* Work to do
Copy out the lines of the records below without any change, starting at the line that contains "Could you point at the white ceiling" and ending at the last line of the records.

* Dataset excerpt
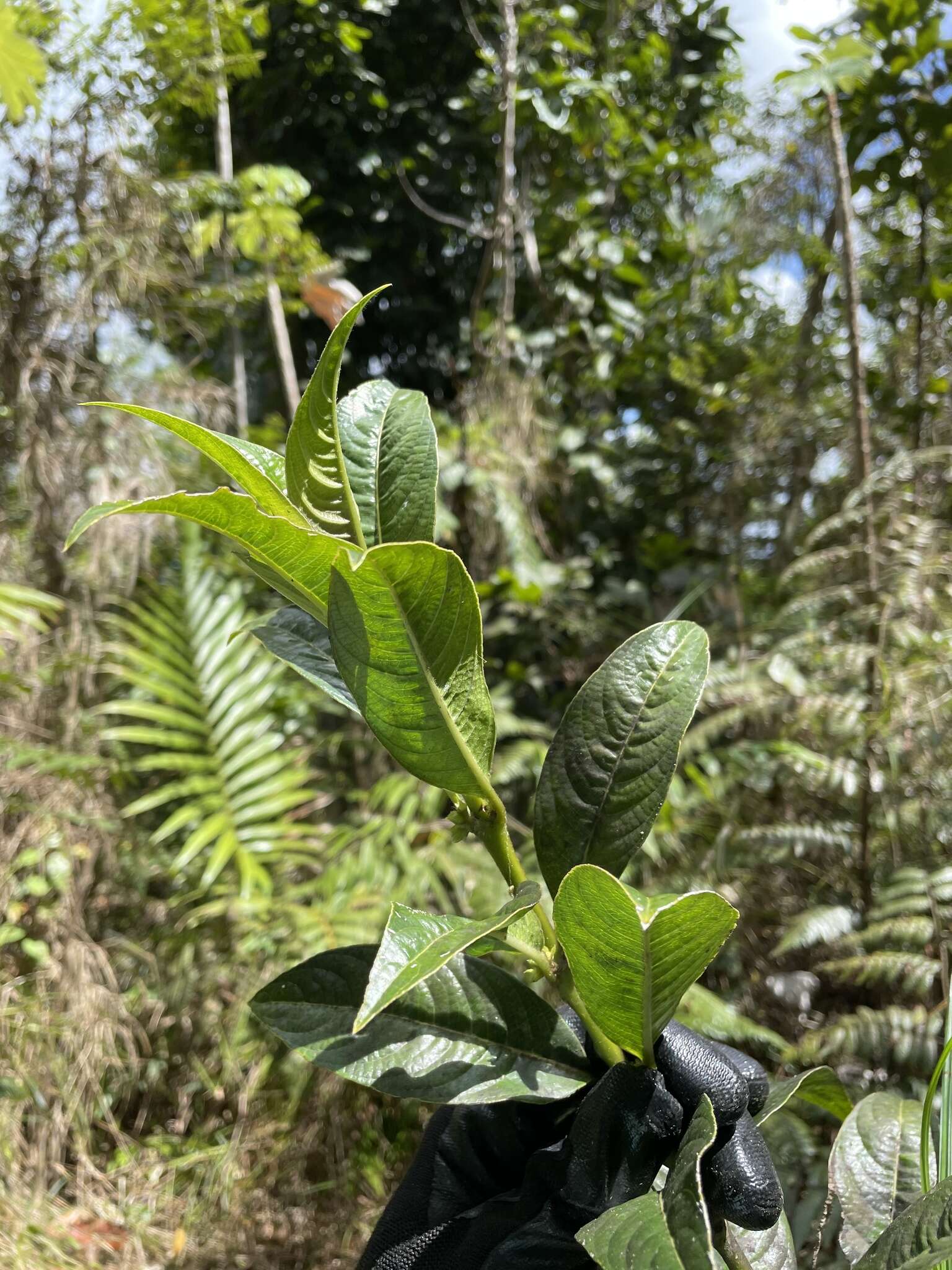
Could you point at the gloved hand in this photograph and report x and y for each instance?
(507, 1186)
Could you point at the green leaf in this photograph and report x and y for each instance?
(259, 471)
(22, 66)
(470, 1034)
(318, 478)
(296, 638)
(762, 1250)
(415, 945)
(821, 1086)
(668, 1231)
(407, 634)
(612, 760)
(875, 1168)
(632, 957)
(296, 562)
(390, 454)
(919, 1238)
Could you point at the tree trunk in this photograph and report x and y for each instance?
(225, 162)
(506, 226)
(282, 346)
(851, 294)
(915, 438)
(863, 470)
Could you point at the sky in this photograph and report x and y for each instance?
(767, 46)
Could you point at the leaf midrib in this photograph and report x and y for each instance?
(597, 817)
(437, 1030)
(487, 926)
(469, 757)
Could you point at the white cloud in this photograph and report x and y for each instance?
(769, 46)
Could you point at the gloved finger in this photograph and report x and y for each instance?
(754, 1075)
(739, 1180)
(622, 1133)
(692, 1067)
(467, 1156)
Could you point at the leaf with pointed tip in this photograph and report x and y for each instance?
(300, 641)
(918, 1238)
(821, 1086)
(407, 636)
(470, 1034)
(762, 1250)
(295, 561)
(875, 1170)
(614, 756)
(668, 1231)
(390, 453)
(415, 945)
(633, 957)
(259, 471)
(318, 478)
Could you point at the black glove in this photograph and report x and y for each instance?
(507, 1186)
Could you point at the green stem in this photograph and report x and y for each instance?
(490, 825)
(606, 1048)
(539, 959)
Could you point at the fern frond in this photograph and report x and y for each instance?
(198, 705)
(714, 1018)
(816, 926)
(909, 973)
(902, 1039)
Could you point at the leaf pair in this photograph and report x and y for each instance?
(405, 636)
(632, 957)
(467, 1033)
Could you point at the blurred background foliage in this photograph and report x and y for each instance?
(583, 219)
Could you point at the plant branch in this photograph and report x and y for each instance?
(606, 1048)
(434, 214)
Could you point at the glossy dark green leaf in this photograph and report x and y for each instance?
(875, 1169)
(304, 643)
(318, 479)
(415, 945)
(612, 760)
(259, 471)
(668, 1231)
(295, 561)
(407, 636)
(919, 1238)
(390, 453)
(632, 957)
(470, 1034)
(821, 1086)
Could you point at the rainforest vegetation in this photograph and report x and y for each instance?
(555, 438)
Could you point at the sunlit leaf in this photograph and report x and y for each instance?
(632, 957)
(612, 760)
(470, 1034)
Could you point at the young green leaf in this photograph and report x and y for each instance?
(668, 1231)
(918, 1238)
(760, 1250)
(304, 643)
(407, 636)
(295, 561)
(470, 1034)
(318, 478)
(415, 945)
(821, 1086)
(875, 1168)
(390, 454)
(259, 471)
(612, 760)
(632, 957)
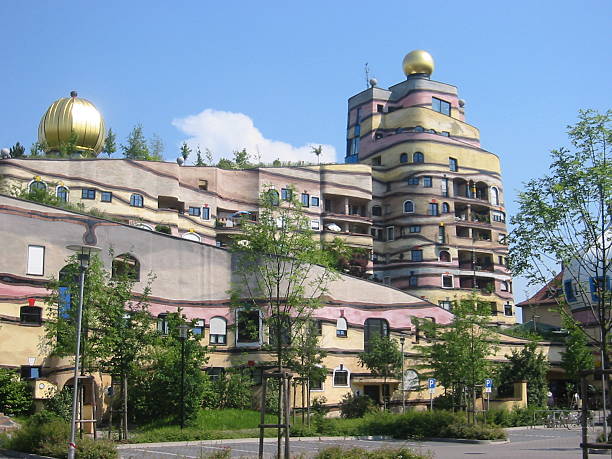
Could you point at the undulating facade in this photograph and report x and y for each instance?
(438, 215)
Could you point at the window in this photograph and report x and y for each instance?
(126, 266)
(447, 281)
(162, 323)
(408, 207)
(494, 196)
(198, 327)
(441, 235)
(136, 200)
(62, 193)
(341, 377)
(248, 327)
(273, 197)
(218, 331)
(30, 315)
(36, 260)
(286, 194)
(440, 106)
(28, 372)
(341, 328)
(374, 328)
(37, 185)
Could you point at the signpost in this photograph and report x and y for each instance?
(431, 383)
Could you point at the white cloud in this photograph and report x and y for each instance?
(226, 132)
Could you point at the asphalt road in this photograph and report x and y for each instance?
(523, 444)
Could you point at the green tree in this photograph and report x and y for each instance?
(383, 358)
(136, 145)
(17, 151)
(15, 396)
(110, 143)
(280, 270)
(459, 352)
(529, 365)
(185, 151)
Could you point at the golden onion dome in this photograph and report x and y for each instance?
(418, 61)
(72, 115)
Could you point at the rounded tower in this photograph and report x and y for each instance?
(72, 116)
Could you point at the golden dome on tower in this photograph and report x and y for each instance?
(418, 61)
(72, 115)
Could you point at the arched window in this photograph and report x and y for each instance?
(374, 328)
(37, 185)
(494, 196)
(408, 207)
(136, 200)
(191, 237)
(341, 327)
(62, 193)
(273, 197)
(126, 266)
(218, 331)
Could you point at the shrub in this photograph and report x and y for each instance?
(15, 398)
(356, 406)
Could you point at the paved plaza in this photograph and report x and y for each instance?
(523, 443)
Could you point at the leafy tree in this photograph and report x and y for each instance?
(529, 365)
(578, 355)
(281, 270)
(15, 397)
(458, 355)
(136, 145)
(156, 386)
(186, 151)
(383, 358)
(110, 143)
(17, 151)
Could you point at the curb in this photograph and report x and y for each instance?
(11, 453)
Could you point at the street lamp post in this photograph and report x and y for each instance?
(402, 340)
(183, 329)
(84, 253)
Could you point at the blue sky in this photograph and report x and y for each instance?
(278, 74)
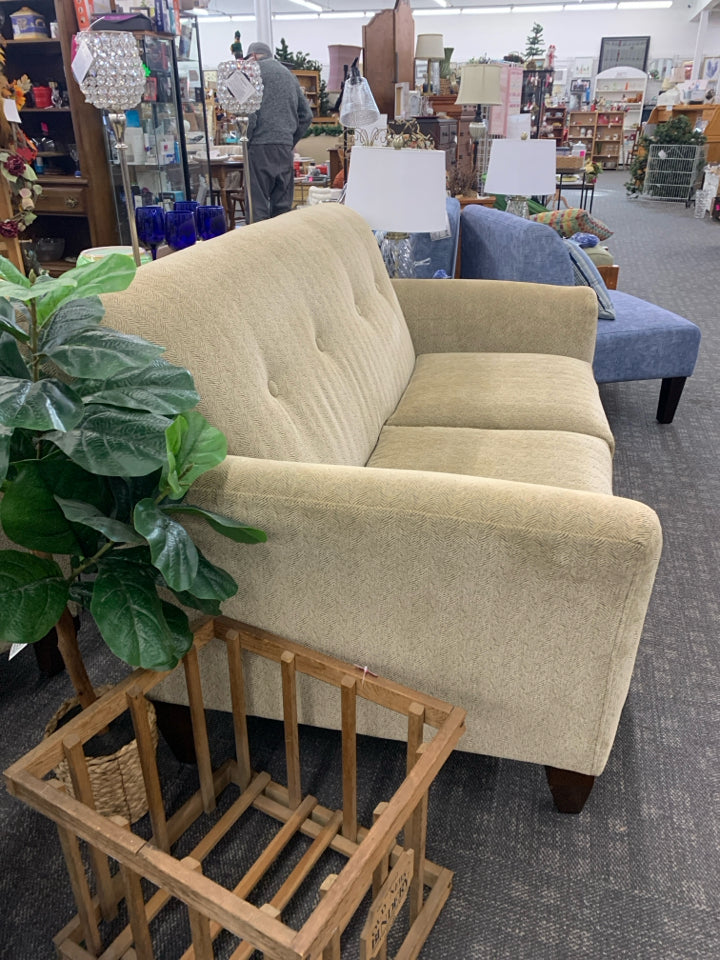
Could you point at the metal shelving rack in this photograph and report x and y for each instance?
(674, 171)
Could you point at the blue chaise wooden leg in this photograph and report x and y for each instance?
(670, 391)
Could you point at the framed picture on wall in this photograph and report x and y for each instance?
(710, 69)
(624, 52)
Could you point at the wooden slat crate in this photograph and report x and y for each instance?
(396, 873)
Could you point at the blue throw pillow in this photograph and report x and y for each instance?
(587, 275)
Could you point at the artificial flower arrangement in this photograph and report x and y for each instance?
(22, 181)
(17, 153)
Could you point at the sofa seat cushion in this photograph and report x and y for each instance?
(574, 461)
(644, 342)
(503, 391)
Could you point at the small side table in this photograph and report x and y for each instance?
(485, 201)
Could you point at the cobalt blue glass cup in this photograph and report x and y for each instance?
(210, 221)
(150, 222)
(180, 229)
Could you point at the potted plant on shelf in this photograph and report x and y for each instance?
(99, 447)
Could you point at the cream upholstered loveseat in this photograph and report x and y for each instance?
(432, 465)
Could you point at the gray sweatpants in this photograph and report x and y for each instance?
(271, 179)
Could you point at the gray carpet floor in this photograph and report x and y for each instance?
(637, 874)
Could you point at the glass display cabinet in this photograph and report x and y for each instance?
(195, 109)
(155, 135)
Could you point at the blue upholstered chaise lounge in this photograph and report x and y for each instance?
(644, 342)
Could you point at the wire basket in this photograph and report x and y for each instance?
(674, 171)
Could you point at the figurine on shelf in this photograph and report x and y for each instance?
(55, 95)
(236, 47)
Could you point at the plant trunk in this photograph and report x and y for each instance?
(70, 651)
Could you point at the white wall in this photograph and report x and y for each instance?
(574, 34)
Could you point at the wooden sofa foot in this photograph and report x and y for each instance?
(570, 790)
(175, 725)
(670, 390)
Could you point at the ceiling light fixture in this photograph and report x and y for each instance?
(538, 8)
(645, 5)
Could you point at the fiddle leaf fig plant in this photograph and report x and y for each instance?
(99, 449)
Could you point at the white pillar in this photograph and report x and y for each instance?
(263, 21)
(699, 45)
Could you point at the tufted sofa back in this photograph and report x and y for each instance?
(291, 329)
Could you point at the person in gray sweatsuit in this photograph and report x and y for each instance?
(283, 119)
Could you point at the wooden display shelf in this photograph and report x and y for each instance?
(375, 862)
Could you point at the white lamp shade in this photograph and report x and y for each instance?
(340, 54)
(398, 190)
(521, 168)
(429, 46)
(480, 83)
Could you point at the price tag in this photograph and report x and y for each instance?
(11, 111)
(81, 63)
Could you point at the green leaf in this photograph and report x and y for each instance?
(160, 388)
(72, 317)
(79, 512)
(211, 582)
(171, 547)
(8, 271)
(127, 491)
(45, 405)
(33, 596)
(193, 448)
(100, 352)
(16, 290)
(133, 621)
(5, 438)
(32, 517)
(110, 441)
(11, 361)
(81, 592)
(8, 322)
(110, 274)
(228, 527)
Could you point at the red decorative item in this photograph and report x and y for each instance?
(82, 12)
(42, 97)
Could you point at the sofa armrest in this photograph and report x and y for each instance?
(461, 316)
(522, 603)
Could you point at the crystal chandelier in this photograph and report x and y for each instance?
(109, 71)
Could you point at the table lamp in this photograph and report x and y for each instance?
(399, 191)
(109, 71)
(239, 93)
(430, 47)
(521, 169)
(480, 86)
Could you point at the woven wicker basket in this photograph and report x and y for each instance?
(116, 779)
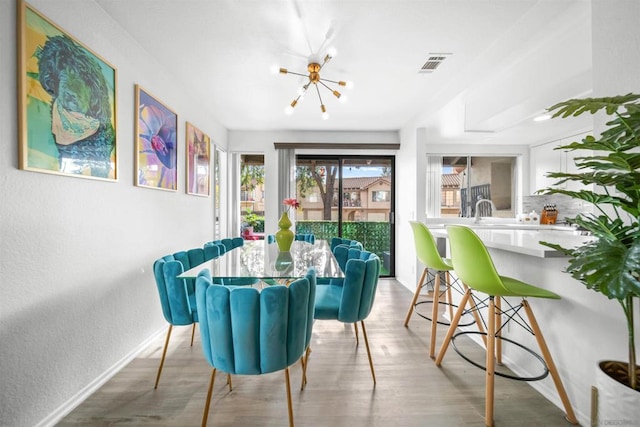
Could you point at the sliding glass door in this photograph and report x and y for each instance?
(350, 197)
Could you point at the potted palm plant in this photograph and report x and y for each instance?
(610, 263)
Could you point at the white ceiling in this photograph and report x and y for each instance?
(509, 60)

* Output for this task
Could you point at the white ceiling in this photograph and report x and y for each instance?
(509, 60)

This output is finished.